Aim of the exercise
Write down every entry below once more, exactly.

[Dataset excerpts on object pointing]
.....

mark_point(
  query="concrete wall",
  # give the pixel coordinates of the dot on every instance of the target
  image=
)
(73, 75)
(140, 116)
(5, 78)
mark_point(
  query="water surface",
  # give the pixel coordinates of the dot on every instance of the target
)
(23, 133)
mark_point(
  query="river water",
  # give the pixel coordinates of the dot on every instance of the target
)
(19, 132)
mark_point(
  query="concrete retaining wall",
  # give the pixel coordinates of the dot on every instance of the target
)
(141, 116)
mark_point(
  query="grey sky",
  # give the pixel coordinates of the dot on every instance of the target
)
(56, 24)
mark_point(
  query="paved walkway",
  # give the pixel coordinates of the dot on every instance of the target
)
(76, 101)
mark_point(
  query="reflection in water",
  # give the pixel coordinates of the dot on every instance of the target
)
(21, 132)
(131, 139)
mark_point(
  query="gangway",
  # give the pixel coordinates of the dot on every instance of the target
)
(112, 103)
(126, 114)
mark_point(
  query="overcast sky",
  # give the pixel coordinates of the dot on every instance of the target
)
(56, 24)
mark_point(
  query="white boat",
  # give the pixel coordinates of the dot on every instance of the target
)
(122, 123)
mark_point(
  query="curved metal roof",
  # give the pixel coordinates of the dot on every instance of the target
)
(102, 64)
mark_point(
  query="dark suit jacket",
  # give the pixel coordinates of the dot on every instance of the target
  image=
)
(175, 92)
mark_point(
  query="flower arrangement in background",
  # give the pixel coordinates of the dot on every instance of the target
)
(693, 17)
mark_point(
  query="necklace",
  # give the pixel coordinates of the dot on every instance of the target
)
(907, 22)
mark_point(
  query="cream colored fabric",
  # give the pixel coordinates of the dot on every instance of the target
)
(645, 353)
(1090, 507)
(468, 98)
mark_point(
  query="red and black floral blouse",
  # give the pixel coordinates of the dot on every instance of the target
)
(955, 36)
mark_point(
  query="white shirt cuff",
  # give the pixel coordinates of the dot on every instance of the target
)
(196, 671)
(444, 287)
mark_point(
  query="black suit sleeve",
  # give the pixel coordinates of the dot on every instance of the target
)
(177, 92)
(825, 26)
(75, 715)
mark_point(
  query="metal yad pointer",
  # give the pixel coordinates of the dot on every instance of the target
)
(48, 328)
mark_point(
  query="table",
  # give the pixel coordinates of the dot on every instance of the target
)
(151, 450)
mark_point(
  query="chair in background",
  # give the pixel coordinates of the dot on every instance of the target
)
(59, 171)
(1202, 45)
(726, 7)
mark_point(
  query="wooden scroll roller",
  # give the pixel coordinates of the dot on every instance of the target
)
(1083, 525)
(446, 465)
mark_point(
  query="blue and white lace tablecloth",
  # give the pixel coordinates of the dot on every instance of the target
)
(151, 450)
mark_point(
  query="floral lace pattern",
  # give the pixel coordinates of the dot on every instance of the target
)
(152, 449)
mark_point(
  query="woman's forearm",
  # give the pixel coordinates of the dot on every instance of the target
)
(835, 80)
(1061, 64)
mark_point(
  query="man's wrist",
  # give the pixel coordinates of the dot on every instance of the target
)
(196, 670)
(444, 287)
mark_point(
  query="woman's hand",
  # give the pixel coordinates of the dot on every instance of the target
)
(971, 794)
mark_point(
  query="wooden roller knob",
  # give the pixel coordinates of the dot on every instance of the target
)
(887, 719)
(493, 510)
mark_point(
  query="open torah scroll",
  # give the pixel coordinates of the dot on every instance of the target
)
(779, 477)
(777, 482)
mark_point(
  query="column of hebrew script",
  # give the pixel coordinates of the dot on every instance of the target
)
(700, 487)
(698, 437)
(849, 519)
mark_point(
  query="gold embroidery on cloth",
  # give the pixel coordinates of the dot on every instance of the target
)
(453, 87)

.....

Task response
mark_point(
  query="concrete wall",
  # give the pixel coordinates of the dot on every instance of the target
  image=
)
(73, 75)
(140, 116)
(5, 78)
mark_point(
  query="water surface",
  # give the pixel coordinates of the dot on every instance of the target
)
(23, 133)
mark_point(
  query="river water",
  # give the pixel coordinates of the dot on every instance of the target
)
(19, 132)
mark_point(
  query="concrete retaining wall",
  # give the pixel coordinates of the dot on every instance of the target
)
(141, 116)
mark_point(
  query="grey sky",
  # give the pixel coordinates of the dot on every instance of the target
)
(56, 24)
mark_point(
  query="paved walkway",
  # give the pixel coordinates of the dot on every instance of the target
)
(76, 101)
mark_point(
  query="reflection in water",
  # give the pixel coordinates of the dot on every instance of the target
)
(21, 132)
(131, 139)
mark_point(
  query="gangway",
  # give the pixel coordinates of the dot on every instance of the target
)
(112, 103)
(126, 114)
mark_point(
  query="overcast sky",
  # give the pixel coordinates of the dot on every instance of the target
)
(56, 24)
mark_point(
  query="white boat",
  # give the pixel coordinates of the dot on every instance of the target
)
(122, 123)
mark_point(
  query="curved metal roof",
  # give the pixel coordinates of the dot on every instance of the target
)
(102, 64)
mark_point(
  query="dark suit jacket",
  # give the pixel coordinates of the dot on every instance of the target
  image=
)
(175, 92)
mark_point(
  query="flower arrangement in background",
  # give the pixel coordinates of the dot on every instance of the target
)
(693, 17)
mark_point(
  query="necklace",
  # give the pixel coordinates of the dot on every instance of the target
)
(907, 22)
mark_point(
  query="cream colored fabric",
  # give the pixel coordinates of the dot on every instance of the target
)
(645, 353)
(1090, 507)
(468, 98)
mark_point(
  query="red and black floral blouse",
  # give the pixel coordinates of the dot on every instance of the target
)
(955, 36)
mark_point(
  query="white shirt cuff",
  # give the pixel coordinates of the dot on every instance of the target
)
(196, 671)
(444, 287)
mark_point(
  query="black suit sleeve",
  # give the pixel coordinates of the dot on every instance of the target
)
(177, 92)
(825, 26)
(75, 715)
mark_point(
  query="metal yad pointer",
  # give the pixel coordinates of the dot on every instance of the target
)
(48, 328)
mark_point(
  query="table",
  # give the pixel coordinates of the dot on every instance of the target
)
(151, 450)
mark_point(
  query="chair in background",
  # give the pixel coordinates of the dot on every instance of the target
)
(59, 171)
(1202, 45)
(726, 7)
mark_point(
  query="wooden scroll roller",
  # give the pixel coordinates of the dot on every instance of the target
)
(1083, 525)
(446, 465)
mark_point(
  query="blue and white lace tablecloth",
  # give the pixel coordinates of the dot on every instance of the target
)
(151, 450)
mark_point(
  query="floral lace pattern",
  # give the pixel coordinates of the dot on every instance of the target
)
(152, 449)
mark_point(
  query="woman's forearm",
  # give the pixel coordinates of the dot on every instance of the target
)
(835, 80)
(1061, 64)
mark_point(
  query="man's wrist",
  # give the pixel coordinates of the dot on every instance of the target
)
(196, 670)
(444, 287)
mark_point(
  query="woman's hand",
  # give the pixel coordinates of the dot on every instance of the target
)
(971, 794)
mark_point(
  query="wooden roller knob",
  # give the pixel coordinates of the dot on every instance of the target
)
(887, 719)
(493, 510)
mark_point(
  query="open torah scroll",
  # give the pixel coordinates of the dot on every instance of the target
)
(779, 477)
(777, 482)
mark_point(
  query="column of hebrew script",
  # give the pixel coordinates of the dot on every instance of the target
)
(700, 487)
(698, 437)
(849, 519)
mark_point(
  query="gold embroidery on cloth",
  # give the pixel coordinates of the dot on every instance of the target
)
(453, 87)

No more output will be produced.